**TASK SET**
**A)** List every issue that the Meaford exercise article says the Soldiers and Marines shared.
**B)** According to the Meaford exercise article, in which city is India Company headquartered?
**C)** Quote the Meaford exercise article starting at the words "Joint Task Force" and stopping after "Buffalo, New York.".

**SOURCE EXCERPT**
--- start ---

Joint Task Force Central & Land Force Central Area

31 Canadian Brigade Group


EX Quick Brief - The Marines Take Meaford - 20 - 22 Apr 2012

Capt Tim Fletcher

It started with an idea to do something "different" and ended with a joint "get-acquainted" exercise with India Company, Third Battalion, 25th Marine Regiment (I Coy, 3rd of the 25th), a Reserve United States Marine Corp company headquartered in Buffalo, New York.

Months of planning came together at LFCA TC Meaford the weekend of 20-22 April, with some strange vehicles sliding through the gates and down to the FIBUA (Fighting In Built-Up Area) village site. USMC Humvees in green and tan and Marines in chocolate-chip cammies were soon setting up their neat little two-man bivvie tents in orderly rows and getting to know their Riley counterparts.

As an expeditionary force, the USMC Reservists fit in nicely with the Riley's Light Infantry background. The stand-based training, set up in co-operation with 7th Toronto Regiment, Royal Canadian Artillery; and the Grey and Simcoe Foresters from nearby Owen Sound (now part of 31 Canadian Brigade Group with the Rileys), allowed Rileys and Marines to compare weapons, organization and tactics as a group and later one-on-one.

The Marines brought some jammy kit with them ? the infra-red scopes were really impressive ? but it wasn't all one-sided. Strangely, they really liked our modular tentage, and they thought our clothing was top-drawer stuff, especially the wet-weather gear. Soldier-to-Marine discussions showed they shared many of our issues with recruiting, retention and budget, getting people out on exercise and so on. There were many more similarities than differences.

--- end ---

**DATA**
--- start ---

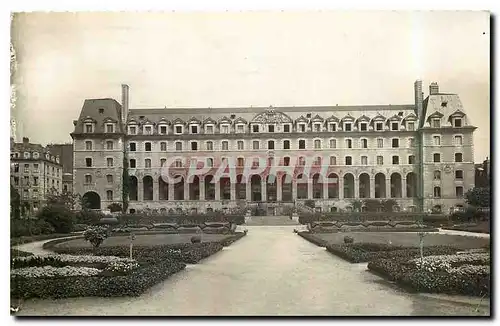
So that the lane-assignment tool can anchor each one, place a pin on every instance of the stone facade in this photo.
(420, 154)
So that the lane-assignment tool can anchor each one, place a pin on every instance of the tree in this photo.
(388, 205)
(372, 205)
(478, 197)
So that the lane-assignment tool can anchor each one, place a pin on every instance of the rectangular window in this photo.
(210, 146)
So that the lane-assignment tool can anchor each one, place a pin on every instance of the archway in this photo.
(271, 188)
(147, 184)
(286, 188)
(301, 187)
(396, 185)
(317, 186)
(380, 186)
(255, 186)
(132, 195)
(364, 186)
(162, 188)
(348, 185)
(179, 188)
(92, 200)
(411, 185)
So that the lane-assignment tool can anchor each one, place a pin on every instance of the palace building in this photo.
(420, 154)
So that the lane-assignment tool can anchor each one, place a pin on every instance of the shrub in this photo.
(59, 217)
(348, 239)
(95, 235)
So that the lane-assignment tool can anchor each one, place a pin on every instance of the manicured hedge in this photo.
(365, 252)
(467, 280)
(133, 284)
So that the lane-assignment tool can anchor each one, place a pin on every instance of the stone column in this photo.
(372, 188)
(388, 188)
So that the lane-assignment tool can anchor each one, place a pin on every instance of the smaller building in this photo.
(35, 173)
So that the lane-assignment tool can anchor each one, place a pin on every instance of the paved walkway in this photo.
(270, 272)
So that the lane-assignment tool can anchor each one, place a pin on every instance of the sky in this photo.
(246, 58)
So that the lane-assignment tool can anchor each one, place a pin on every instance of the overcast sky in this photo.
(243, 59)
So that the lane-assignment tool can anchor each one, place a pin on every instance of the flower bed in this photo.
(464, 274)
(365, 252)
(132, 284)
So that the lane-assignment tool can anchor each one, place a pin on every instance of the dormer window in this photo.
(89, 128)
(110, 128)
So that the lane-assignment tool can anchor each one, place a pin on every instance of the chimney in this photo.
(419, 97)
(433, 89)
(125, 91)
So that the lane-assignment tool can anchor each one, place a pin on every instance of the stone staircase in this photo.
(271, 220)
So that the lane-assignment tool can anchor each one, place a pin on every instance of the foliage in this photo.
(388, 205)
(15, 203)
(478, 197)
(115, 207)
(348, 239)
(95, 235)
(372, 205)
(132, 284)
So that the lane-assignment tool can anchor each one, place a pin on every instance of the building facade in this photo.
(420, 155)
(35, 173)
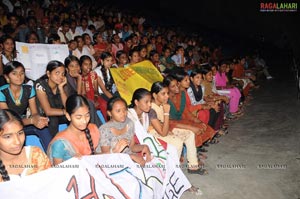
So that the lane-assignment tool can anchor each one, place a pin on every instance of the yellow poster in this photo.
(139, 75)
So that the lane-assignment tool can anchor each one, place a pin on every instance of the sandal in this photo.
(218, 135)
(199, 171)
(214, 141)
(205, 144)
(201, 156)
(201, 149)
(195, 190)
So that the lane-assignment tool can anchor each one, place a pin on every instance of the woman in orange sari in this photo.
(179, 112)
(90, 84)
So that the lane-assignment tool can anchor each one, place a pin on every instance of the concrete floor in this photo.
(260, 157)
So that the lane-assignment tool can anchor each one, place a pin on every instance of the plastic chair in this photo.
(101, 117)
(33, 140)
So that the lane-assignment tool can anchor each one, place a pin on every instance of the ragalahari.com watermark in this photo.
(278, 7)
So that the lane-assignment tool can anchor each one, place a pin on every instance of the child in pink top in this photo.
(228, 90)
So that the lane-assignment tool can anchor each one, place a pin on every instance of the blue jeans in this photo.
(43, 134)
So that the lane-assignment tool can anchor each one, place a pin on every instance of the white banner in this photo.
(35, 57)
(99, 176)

--- end ---
--- start ---

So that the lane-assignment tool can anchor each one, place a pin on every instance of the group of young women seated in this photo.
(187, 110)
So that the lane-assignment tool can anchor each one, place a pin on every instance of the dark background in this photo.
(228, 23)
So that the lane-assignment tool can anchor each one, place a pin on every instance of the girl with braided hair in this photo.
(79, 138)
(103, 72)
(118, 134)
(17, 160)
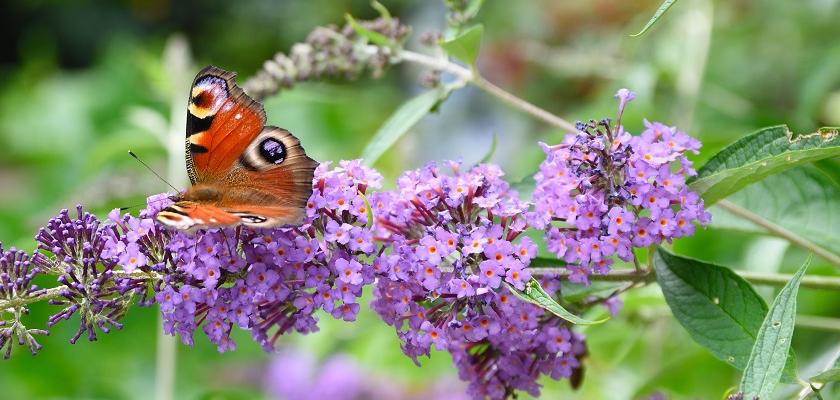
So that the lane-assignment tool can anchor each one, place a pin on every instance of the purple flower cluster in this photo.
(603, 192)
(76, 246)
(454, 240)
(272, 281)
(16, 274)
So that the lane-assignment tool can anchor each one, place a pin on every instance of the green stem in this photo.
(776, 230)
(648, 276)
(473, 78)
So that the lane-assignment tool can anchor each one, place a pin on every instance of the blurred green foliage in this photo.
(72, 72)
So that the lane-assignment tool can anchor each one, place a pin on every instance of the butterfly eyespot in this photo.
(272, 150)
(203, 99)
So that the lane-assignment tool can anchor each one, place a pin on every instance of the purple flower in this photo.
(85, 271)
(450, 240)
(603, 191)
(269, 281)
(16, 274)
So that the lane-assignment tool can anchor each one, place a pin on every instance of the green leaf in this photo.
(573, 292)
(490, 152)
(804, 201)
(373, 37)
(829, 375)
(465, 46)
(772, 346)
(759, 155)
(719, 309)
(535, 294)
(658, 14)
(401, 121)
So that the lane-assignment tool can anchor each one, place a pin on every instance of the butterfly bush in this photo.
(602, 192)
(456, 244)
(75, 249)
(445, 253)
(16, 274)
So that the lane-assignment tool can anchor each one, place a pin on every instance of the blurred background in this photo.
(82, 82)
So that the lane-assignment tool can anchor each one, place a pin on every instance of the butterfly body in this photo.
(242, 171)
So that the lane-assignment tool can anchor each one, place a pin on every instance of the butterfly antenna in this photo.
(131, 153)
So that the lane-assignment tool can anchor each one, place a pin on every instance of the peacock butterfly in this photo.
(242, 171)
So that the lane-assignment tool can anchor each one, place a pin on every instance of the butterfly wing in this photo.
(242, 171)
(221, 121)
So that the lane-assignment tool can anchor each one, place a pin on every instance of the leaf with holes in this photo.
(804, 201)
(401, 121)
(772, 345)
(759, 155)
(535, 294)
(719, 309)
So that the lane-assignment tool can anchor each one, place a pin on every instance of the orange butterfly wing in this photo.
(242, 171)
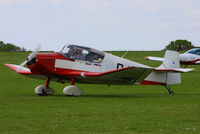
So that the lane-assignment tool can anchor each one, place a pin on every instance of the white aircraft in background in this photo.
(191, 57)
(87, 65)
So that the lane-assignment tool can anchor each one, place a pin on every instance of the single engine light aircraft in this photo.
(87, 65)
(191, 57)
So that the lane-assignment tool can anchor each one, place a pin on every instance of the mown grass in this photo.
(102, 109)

--- end ---

**EXERCISE RESPONSES**
**A)**
Recruiting
Retention
Budget
Getting people out on exercise

**B)** Buffalo, New York.

**C)**
Joint Task Force Central & Land Force Central Area

31 Canadian Brigade Group


EX Quick Brief - The Marines Take Meaford - 20 - 22 Apr 2012

Capt Tim Fletcher

It started with an idea to do something "different" and ended with a joint "get-acquainted" exercise with India Company, Third Battalion, 25th Marine Regiment (I Coy, 3rd of the 25th), a Reserve United States Marine Corp company headquartered in Buffalo, New York.